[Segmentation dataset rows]

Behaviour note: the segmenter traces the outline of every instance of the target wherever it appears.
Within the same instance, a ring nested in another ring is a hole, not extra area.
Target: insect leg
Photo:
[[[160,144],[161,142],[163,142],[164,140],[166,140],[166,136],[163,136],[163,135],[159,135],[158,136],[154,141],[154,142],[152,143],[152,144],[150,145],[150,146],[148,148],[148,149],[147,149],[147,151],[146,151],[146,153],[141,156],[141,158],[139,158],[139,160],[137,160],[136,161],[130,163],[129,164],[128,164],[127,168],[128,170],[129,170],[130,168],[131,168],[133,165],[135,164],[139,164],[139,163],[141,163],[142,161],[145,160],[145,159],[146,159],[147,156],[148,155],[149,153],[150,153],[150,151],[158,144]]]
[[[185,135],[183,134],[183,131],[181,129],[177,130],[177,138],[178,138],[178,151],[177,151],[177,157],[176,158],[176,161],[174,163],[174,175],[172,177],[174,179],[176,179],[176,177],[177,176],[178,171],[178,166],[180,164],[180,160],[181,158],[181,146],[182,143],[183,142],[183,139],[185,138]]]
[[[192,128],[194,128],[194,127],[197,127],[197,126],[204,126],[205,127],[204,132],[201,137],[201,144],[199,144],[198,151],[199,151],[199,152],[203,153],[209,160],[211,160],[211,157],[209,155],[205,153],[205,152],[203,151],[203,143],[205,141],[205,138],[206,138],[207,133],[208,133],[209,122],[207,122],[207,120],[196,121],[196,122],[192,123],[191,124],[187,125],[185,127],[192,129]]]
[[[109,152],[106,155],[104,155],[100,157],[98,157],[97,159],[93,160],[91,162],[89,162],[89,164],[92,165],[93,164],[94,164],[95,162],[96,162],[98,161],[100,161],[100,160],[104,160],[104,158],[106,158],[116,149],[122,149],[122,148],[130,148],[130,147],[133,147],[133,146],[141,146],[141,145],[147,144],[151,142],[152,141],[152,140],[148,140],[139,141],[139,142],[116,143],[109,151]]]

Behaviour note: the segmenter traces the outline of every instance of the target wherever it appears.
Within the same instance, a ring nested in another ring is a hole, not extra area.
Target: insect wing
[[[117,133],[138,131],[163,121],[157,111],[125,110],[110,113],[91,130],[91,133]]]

> [Task goal]: Reproduce the rows above, substituting "annotator" for every occurrence of "segmenter" and leaving everything else as it stands.

> [Right answer]:
Behaviour note: the annotator traces the outline of every instance of the target wherever it appears.
Within the same instance, a ring nested in another ring is a hole, not extra area.
Target: insect leg
Photo:
[[[160,144],[161,142],[163,142],[164,140],[166,140],[166,136],[163,136],[163,135],[159,135],[158,136],[154,141],[154,142],[152,143],[152,144],[150,145],[150,146],[148,148],[148,149],[147,149],[147,151],[146,151],[146,153],[141,156],[141,158],[139,158],[139,160],[137,160],[136,161],[130,163],[129,164],[128,164],[127,168],[128,170],[129,170],[130,168],[131,168],[133,165],[135,164],[139,164],[139,163],[141,163],[142,161],[145,160],[145,159],[146,159],[147,156],[148,155],[149,153],[150,153],[150,151],[158,144]]]
[[[185,135],[183,134],[183,131],[181,129],[177,130],[177,138],[178,138],[178,151],[177,151],[177,157],[176,158],[176,161],[174,163],[174,175],[172,177],[174,179],[176,179],[176,177],[177,176],[178,171],[178,166],[180,164],[180,160],[181,158],[181,146],[182,143],[183,142],[183,139],[185,138]]]
[[[192,128],[194,128],[194,127],[197,127],[197,126],[204,126],[205,127],[204,132],[201,137],[201,144],[199,144],[198,151],[199,151],[199,152],[203,153],[209,160],[211,160],[211,157],[209,155],[205,153],[205,152],[203,151],[203,143],[205,141],[205,138],[206,138],[207,133],[208,133],[209,122],[207,122],[207,120],[196,121],[196,122],[192,123],[191,124],[187,125],[185,127],[192,129]]]
[[[109,152],[106,155],[104,155],[100,157],[98,157],[97,159],[93,160],[91,162],[89,162],[89,164],[92,165],[93,164],[94,164],[95,162],[96,162],[98,161],[100,161],[100,160],[104,160],[104,158],[106,158],[116,149],[122,149],[122,148],[130,148],[130,147],[133,147],[133,146],[141,146],[141,145],[147,144],[151,142],[152,141],[152,140],[148,140],[139,141],[139,142],[116,143],[109,151]]]

Behaviour note: the annotator traces the outline of every instance of the target wherever it appears.
Within the same instance, a ring nested in another ring is a hole, not extra area.
Target: insect wing
[[[117,133],[138,131],[163,121],[157,111],[125,110],[110,113],[91,130],[91,133]]]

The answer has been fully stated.